### [Task to carry out]
Exclude the pictures, then restate every entry below exactly.

* * *

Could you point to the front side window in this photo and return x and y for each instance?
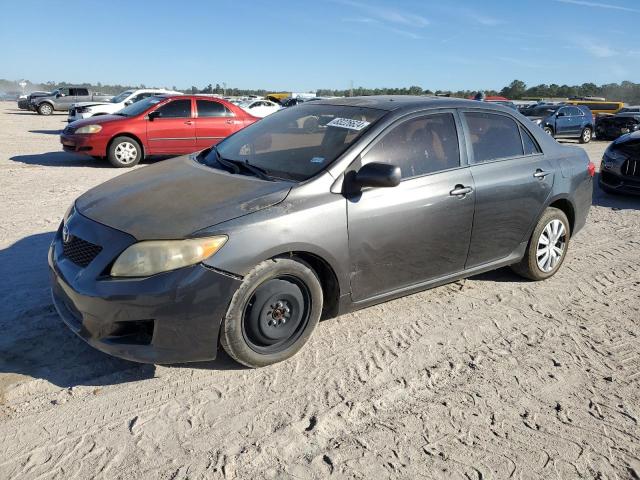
(211, 108)
(493, 136)
(297, 143)
(176, 109)
(419, 146)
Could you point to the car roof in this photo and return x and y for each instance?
(408, 102)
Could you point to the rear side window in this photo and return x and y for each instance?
(529, 144)
(210, 108)
(176, 109)
(419, 146)
(493, 136)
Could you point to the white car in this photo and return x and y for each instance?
(260, 108)
(82, 110)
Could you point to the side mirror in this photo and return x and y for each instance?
(378, 175)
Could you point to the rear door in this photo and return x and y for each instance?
(513, 180)
(214, 122)
(173, 131)
(419, 230)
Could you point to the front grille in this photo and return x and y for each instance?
(631, 168)
(80, 251)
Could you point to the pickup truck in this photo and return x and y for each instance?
(62, 98)
(81, 110)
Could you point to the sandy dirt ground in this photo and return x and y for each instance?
(490, 377)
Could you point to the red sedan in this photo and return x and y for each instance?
(160, 125)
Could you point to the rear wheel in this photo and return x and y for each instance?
(124, 152)
(45, 109)
(547, 247)
(273, 313)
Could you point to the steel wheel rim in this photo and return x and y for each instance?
(126, 152)
(271, 323)
(551, 245)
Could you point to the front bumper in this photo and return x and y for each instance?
(172, 317)
(73, 116)
(609, 180)
(94, 145)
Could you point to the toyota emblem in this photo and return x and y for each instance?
(66, 236)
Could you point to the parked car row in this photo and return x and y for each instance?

* * *

### [Task output]
Could you point to the front side window in this photo and return x and y for each instance?
(211, 108)
(493, 136)
(297, 143)
(176, 109)
(419, 146)
Could you point to the car roof in this photo and return x and y for each instance?
(408, 102)
Could you point to the rear side window in this photo and return x and y for each instance?
(529, 144)
(210, 108)
(176, 109)
(419, 146)
(493, 136)
Could you point to the white car in this photo and return x and y for each instance?
(260, 108)
(82, 110)
Could you point to the side mirror in this photo and return x and y for each instance?
(378, 175)
Could you point to the rear door in this photo and return x and y for each instance?
(513, 180)
(214, 122)
(173, 131)
(419, 230)
Could you point to the front grille in this photo and return x and y for each instance?
(631, 168)
(80, 251)
Could you point to the pickup truck in this photo and return x and y for each instance?
(62, 98)
(81, 110)
Could you point to the sandy dirt ground in this photo and return x and y for each instance?
(490, 377)
Could you point to the red sedan in this photo and return x and y for each instance?
(160, 125)
Could you point to the rear wheel in this photo and return x and y for each instance?
(124, 152)
(45, 109)
(547, 247)
(273, 313)
Could you point to the steel wheel rim in this photo and return x and y for each instance?
(126, 152)
(271, 323)
(551, 245)
Could you point to the front bumper in this photo and return x and y for each instance?
(172, 317)
(73, 116)
(609, 180)
(94, 145)
Could you point to the toyota emblem in this photo and return x and y for each instance?
(66, 236)
Could you point to the parked car row in this photo and return x and y for each instance?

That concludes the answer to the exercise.